Problem
Answer these questions from the passage on Buddhism and race in America.
1. What is the only Buddhism that the passage says needs to be practiced in America?
2. What kind of role does the passage say America plays in Western Buddhism?
3. What does the passage call the plight of African-Americans and their ancestors?

:: Document segment

How can we bring European-American and African-American practitioners together? Should we?


We have to. Despite all that has happened in America between African-Americans and European-Americans, the answer for the Buddhist community, for America, and for peace on earth is for the descendants of slaves and slave-owners to use Buddhism to become One.


The only Buddhism that needs to be practiced in America is called world peace. We can see that peace is disappearing from the world. It is no longer a matter of the environment or the devastation to the animal kingdom, it is humanity itself that is perishing. To the extent that we can disallow our history to be a factor in what we must do together, the potential for us to save humanity and the world has its best chance. We have to become bigger than our differences and to know that we are the same in our ability to improve the world or to serve as obstacles that will lead to its destruction. This is not a racial issue, this is not a cultural issue, this is not a Buddhist issue, it is now an issue of human survival.


What is the role of black people in the bringing of Buddhism to the West?


America plays a pivotal role in Western Buddhism, and that role is not separate from the history of America.




The plight of African-Americans and their ancestors is living testimony to the barbarism that samsara can yield. When African-Americans as a community find an indisputable, irrevocable, unshakable healing, America is likewise healed from the karmic onus of its devastating history. When we as a society intentionally or unintentionally obstruct the path of African-Americans' quest for self-healing, we are in essence still enslaving the minds of our fellow citizens, our fellow human beings. How can we say we have a new realization when the essence of our conduct remains the same?

::::
:: Dataset records

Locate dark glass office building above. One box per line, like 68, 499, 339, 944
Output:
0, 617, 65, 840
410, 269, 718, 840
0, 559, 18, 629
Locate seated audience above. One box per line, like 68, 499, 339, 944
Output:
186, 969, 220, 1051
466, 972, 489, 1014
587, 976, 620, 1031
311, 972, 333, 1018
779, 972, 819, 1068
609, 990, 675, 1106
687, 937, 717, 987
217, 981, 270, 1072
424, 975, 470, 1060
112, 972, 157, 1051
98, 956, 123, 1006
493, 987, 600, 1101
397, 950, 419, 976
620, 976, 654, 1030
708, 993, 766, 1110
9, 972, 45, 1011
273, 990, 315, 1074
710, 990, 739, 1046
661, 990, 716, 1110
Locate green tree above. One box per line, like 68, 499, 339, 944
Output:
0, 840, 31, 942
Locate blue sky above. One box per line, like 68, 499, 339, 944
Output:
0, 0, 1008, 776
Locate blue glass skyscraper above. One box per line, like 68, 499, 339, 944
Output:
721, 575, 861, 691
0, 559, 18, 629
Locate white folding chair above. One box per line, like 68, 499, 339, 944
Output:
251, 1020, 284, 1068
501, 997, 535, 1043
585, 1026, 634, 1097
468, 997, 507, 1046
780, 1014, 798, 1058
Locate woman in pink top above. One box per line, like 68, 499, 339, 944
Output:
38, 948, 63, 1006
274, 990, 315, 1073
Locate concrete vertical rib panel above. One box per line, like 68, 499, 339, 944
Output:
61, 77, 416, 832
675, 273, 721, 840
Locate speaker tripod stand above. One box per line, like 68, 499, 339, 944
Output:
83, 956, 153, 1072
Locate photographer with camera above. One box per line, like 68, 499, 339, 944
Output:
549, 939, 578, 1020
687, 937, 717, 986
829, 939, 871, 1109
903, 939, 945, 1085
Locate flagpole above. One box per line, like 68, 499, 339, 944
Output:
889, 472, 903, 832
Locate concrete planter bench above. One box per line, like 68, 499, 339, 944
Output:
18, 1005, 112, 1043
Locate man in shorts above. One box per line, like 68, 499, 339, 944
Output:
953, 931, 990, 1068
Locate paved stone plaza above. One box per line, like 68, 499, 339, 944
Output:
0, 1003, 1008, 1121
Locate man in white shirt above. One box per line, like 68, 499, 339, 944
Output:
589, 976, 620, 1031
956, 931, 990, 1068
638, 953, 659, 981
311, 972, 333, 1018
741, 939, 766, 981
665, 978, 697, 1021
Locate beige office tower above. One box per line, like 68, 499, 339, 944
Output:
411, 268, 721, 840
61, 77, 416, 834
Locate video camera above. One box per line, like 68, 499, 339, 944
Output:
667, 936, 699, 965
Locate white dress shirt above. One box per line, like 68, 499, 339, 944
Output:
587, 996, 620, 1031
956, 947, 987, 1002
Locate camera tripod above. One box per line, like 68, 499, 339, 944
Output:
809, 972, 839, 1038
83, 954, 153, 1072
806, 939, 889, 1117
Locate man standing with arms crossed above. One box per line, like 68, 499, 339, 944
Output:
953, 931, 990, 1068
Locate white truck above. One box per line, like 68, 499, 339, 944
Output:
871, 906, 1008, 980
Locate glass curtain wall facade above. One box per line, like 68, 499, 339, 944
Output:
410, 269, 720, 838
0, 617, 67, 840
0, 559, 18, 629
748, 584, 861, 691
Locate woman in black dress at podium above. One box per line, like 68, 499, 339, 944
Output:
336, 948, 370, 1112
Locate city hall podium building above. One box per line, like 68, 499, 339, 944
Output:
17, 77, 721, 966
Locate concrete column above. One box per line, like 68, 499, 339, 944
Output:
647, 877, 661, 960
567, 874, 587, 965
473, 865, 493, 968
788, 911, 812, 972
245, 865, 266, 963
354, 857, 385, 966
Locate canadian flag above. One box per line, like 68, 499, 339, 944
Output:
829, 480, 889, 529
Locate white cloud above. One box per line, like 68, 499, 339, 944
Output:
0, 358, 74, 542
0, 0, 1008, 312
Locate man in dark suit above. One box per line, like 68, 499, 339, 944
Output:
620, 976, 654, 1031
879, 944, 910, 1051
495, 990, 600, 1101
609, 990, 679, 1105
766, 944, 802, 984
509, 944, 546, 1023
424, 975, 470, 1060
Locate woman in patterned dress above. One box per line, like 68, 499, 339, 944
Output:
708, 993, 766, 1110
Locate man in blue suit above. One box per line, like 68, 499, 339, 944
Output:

::::

Exercise output
1. World peace.
2. A pivotal role, one not separate from the history of America.
3. Living testimony to the barbarism that samsara can yield.